Stored dataset items
•••••
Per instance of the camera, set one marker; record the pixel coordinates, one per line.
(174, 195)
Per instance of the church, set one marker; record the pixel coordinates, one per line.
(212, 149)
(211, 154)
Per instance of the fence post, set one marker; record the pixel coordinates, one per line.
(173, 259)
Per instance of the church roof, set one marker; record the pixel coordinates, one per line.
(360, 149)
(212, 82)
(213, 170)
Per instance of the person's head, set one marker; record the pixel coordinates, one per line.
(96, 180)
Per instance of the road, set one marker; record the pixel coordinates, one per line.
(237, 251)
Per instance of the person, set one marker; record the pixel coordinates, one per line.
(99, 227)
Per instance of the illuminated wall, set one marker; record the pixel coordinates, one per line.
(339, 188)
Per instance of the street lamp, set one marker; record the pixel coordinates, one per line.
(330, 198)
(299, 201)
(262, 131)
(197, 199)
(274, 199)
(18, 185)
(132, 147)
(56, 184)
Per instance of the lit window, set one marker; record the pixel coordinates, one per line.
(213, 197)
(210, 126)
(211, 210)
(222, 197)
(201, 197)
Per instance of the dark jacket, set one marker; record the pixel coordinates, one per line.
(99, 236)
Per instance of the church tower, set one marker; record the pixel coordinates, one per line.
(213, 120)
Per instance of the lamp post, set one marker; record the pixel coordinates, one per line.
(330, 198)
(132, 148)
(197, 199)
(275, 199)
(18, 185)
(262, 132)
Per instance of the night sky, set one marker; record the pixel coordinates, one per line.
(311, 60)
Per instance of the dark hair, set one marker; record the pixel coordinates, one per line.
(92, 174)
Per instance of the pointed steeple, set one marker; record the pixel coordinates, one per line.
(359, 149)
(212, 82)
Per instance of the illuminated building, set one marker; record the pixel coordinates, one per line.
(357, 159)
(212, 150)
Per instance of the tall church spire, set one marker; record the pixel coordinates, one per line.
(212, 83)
•••••
▶ **Work instructions**
When you reach the end of the data, retype all of it exactly.

▶ **The completed task**
Per instance of the camera, set one marker; record the pixel coordinates, one per line.
(174, 195)
Per instance of the church, set one marker; record the pixel coordinates, one per line.
(212, 149)
(211, 154)
Per instance of the fence post, set one marker; record the pixel coordinates, one per line.
(173, 259)
Per instance of the church roof, set one marker; record the pixel coordinates, one per line.
(360, 149)
(212, 82)
(213, 170)
Per instance of the person's head, set one marker; record the pixel coordinates, one per line.
(96, 180)
Per instance of the road, set one marker; record the pixel coordinates, one per line.
(237, 251)
Per instance of the person, set one marker; record the pixel coordinates, one per line.
(99, 227)
Per instance of the illuminated wall, set one marker; record the pixel coordinates, one per line.
(339, 188)
Per instance of the street lamp, set one marker; record the pixel coordinates, one per line.
(330, 198)
(299, 201)
(262, 131)
(197, 199)
(274, 199)
(18, 185)
(132, 147)
(56, 184)
Per instance of the lit window, set one marker; record the pixel coordinates, one per line.
(213, 197)
(210, 126)
(211, 210)
(222, 197)
(201, 197)
Per instance of the dark jacket, set one marker; record the pixel coordinates, one per line.
(99, 236)
Per instance of the church tower, set one marker; record the pixel coordinates, one per line.
(213, 120)
Per instance of the lamp post, set one marker; record the pixel coordinates, one per line.
(330, 198)
(132, 148)
(197, 199)
(275, 199)
(18, 185)
(262, 132)
Per instance of the night sky, set one marker; record the pixel coordinates, one per line.
(311, 60)
Per instance of the dark hair, set one marker; record the pixel coordinates, one per line.
(92, 174)
Per instance of the pointed steeple, set one marker; record the pixel coordinates, one per line.
(359, 149)
(212, 82)
Per instance of the illuminated building, set one marker; record the pixel coordinates, one per line.
(357, 159)
(212, 150)
Per instance of the tall church spire, set one marker; record the pixel coordinates, one per line.
(212, 83)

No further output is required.